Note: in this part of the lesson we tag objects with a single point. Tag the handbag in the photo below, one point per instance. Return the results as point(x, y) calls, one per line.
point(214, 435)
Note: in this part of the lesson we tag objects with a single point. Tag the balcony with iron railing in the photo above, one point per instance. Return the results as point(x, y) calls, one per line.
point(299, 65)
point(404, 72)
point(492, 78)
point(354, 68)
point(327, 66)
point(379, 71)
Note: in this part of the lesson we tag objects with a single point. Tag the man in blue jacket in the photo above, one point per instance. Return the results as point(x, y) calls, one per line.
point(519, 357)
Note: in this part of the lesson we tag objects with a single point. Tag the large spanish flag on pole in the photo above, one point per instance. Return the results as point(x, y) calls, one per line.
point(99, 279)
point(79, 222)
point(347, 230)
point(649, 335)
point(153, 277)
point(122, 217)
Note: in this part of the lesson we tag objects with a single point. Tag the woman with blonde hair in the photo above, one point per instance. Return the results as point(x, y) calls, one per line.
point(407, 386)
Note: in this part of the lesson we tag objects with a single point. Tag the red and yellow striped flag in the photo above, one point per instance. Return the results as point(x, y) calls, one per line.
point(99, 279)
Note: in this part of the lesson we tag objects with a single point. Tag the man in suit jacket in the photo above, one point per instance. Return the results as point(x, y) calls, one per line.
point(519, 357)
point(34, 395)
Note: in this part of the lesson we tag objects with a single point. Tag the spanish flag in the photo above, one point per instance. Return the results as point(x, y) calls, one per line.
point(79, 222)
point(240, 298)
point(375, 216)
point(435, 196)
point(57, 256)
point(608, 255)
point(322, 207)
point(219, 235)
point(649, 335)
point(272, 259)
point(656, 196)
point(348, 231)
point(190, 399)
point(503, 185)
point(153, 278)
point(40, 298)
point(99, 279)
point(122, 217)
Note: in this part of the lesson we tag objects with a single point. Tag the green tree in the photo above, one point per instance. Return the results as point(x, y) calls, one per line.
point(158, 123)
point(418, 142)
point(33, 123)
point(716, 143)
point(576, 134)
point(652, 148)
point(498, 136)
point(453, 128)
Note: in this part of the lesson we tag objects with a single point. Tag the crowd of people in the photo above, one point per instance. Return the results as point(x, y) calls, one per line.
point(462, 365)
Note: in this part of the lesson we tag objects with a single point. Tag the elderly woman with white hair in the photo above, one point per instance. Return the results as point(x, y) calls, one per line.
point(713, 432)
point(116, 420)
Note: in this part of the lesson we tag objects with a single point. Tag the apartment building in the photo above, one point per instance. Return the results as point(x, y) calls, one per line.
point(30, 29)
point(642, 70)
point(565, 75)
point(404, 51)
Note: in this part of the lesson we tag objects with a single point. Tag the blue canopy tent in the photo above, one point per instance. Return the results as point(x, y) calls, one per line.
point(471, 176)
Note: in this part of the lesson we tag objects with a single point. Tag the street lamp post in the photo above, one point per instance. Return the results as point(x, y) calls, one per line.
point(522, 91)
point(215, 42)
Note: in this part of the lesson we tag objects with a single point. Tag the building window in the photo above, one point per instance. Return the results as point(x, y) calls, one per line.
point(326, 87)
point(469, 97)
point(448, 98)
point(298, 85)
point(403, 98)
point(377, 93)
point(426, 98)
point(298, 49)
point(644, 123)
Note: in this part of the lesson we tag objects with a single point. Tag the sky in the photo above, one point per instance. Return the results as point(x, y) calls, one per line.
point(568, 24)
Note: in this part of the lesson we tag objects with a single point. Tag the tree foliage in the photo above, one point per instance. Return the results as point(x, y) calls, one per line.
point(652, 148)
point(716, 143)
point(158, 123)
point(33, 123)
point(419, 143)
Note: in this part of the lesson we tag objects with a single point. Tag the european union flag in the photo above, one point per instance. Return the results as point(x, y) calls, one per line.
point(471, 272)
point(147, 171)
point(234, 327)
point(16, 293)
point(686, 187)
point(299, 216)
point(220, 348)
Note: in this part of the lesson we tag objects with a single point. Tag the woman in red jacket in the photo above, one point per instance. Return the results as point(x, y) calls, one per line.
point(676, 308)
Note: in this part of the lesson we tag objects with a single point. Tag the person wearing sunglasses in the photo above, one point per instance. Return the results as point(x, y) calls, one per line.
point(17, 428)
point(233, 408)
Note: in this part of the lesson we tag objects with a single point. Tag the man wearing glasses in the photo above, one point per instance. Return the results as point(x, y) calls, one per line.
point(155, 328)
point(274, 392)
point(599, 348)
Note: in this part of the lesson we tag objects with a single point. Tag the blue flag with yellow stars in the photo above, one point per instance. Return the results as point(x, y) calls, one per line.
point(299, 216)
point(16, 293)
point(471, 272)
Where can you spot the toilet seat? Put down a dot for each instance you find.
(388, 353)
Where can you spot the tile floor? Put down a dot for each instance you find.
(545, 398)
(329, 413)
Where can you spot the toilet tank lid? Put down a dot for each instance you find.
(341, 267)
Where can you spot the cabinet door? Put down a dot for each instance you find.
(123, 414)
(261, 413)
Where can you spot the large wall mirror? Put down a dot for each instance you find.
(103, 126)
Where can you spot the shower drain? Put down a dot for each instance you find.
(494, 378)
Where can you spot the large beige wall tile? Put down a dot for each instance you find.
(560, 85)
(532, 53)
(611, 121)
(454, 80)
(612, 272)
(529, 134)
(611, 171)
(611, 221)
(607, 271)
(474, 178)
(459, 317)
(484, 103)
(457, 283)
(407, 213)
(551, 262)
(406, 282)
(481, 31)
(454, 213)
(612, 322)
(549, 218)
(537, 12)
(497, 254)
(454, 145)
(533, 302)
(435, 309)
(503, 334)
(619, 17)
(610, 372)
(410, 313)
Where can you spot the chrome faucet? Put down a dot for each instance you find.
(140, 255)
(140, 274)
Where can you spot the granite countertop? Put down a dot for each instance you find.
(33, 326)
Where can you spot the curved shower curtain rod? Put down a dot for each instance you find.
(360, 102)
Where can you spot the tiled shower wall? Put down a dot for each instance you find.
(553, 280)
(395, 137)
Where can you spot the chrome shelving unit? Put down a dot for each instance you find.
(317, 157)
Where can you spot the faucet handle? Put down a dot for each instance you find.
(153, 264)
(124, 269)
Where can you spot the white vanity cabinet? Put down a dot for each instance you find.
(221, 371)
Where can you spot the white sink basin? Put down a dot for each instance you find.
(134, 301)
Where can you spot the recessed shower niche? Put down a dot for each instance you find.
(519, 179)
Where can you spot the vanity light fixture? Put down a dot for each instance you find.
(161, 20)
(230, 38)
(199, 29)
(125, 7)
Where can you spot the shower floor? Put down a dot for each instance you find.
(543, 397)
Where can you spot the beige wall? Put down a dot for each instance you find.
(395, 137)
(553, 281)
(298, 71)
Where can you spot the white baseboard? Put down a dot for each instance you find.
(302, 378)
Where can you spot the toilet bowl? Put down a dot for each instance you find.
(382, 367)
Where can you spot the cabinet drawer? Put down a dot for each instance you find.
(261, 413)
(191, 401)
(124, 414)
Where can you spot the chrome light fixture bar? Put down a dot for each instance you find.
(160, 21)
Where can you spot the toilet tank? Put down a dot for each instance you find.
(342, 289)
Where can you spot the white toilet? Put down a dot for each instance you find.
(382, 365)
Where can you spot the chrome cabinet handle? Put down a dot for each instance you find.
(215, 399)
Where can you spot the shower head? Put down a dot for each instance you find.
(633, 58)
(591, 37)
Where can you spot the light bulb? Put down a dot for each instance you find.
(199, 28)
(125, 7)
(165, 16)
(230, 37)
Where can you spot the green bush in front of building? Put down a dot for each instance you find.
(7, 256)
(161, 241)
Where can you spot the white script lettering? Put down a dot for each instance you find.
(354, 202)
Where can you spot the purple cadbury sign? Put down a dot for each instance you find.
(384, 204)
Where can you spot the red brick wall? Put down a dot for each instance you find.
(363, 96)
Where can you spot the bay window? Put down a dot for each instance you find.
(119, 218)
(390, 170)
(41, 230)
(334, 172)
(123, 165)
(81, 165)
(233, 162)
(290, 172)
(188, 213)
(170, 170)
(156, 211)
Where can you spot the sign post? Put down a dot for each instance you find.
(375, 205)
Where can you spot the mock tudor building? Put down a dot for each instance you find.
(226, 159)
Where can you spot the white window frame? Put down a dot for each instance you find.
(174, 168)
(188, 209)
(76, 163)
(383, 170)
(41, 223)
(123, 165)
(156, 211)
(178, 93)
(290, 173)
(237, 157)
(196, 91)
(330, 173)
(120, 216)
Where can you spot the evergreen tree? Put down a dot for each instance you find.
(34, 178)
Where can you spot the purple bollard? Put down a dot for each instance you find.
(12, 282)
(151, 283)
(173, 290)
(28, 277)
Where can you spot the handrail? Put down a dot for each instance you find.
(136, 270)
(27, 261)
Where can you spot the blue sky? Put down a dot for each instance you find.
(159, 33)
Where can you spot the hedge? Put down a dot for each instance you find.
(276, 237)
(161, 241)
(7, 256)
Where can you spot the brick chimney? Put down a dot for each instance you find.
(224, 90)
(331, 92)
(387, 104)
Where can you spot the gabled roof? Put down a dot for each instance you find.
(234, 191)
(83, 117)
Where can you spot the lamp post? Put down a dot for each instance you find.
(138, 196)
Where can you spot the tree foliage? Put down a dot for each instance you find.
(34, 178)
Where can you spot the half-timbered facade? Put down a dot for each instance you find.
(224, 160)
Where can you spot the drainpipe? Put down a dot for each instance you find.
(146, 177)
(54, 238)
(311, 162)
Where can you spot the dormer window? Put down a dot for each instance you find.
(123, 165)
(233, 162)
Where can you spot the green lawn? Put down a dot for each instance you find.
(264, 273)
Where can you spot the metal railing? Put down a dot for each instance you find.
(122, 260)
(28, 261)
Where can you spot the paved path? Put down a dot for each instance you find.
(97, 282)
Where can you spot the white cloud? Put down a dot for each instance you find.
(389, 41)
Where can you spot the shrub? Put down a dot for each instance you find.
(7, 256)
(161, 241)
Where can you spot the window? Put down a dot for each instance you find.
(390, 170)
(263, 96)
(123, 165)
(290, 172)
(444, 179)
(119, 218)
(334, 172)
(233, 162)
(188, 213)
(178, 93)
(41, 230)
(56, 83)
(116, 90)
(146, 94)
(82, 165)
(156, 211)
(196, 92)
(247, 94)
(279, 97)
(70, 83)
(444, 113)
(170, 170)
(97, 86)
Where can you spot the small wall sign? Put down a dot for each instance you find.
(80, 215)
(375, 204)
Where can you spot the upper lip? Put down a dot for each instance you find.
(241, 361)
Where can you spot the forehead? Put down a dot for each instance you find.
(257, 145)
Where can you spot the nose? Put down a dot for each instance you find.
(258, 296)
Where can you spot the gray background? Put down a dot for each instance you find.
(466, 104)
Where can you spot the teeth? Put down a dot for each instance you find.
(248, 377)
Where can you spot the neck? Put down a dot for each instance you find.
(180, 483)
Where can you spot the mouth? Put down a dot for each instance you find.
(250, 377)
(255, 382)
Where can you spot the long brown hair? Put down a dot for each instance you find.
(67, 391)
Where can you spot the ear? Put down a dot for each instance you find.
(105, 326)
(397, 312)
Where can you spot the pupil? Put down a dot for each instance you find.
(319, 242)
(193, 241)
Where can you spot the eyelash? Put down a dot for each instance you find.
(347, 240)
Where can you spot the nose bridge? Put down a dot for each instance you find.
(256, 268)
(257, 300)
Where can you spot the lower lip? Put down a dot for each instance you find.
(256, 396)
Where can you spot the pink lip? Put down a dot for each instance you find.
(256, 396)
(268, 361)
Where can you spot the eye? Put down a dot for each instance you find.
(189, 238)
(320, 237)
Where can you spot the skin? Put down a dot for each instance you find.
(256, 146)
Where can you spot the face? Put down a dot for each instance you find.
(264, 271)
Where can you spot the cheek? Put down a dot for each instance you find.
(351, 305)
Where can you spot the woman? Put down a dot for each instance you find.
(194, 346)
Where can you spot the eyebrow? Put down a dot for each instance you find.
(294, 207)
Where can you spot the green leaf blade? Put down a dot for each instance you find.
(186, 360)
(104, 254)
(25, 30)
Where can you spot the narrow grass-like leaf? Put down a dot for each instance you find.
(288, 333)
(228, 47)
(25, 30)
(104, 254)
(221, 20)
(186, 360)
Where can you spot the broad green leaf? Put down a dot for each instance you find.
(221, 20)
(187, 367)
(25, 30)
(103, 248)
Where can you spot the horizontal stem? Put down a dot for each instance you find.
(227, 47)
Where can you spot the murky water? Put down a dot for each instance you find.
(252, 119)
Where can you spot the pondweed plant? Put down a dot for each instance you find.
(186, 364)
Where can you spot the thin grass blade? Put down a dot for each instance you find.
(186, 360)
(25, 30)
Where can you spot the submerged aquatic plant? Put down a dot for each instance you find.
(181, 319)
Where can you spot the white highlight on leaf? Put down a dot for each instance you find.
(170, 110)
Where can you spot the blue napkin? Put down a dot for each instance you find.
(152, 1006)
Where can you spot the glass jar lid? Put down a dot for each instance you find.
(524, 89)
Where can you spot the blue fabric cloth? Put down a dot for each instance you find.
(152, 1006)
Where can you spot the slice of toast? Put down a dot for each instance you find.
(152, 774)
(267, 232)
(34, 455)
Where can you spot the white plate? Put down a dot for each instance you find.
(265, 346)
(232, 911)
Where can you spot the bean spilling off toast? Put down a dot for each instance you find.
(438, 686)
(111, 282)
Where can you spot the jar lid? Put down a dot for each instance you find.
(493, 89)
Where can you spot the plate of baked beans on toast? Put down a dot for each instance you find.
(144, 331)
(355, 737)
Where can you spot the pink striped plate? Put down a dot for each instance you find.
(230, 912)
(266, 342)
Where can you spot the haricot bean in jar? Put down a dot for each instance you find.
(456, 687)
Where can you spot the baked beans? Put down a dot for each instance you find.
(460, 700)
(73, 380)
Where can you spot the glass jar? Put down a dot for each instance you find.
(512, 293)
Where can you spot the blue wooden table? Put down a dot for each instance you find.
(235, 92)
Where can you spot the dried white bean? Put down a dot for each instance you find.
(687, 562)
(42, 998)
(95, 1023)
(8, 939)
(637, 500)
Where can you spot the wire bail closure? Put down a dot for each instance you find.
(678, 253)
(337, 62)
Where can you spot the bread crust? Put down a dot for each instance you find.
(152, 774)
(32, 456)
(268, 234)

Objective: The answer consists only of the lines from the one containing "Where can you spot the pink striped" to the end of the records, each written out exactly.

Task response:
Where can you spot the pink striped plate? Put down a dot for each instance you find.
(230, 912)
(266, 342)
Where can you spot the haricot bean in jar? Put down a dot for each instance you find.
(456, 687)
Where can you spot the baked beans? Put down a dot for each instance you find.
(460, 700)
(73, 380)
Where can you spot the glass jar? Put down a dot for each instance you find.
(512, 293)
Where can you spot the blue wooden table? Put down a dot for each instance you find.
(235, 92)
Where can you spot the dried white bean? Put down a dot for each instance you find.
(687, 562)
(42, 998)
(95, 1023)
(8, 939)
(637, 500)
Where can you spot the wire bail closure? Put down a dot for each instance you find.
(678, 253)
(337, 62)
Where can you spot the bread crust? Put down a dot for each instance you find.
(152, 774)
(32, 456)
(268, 234)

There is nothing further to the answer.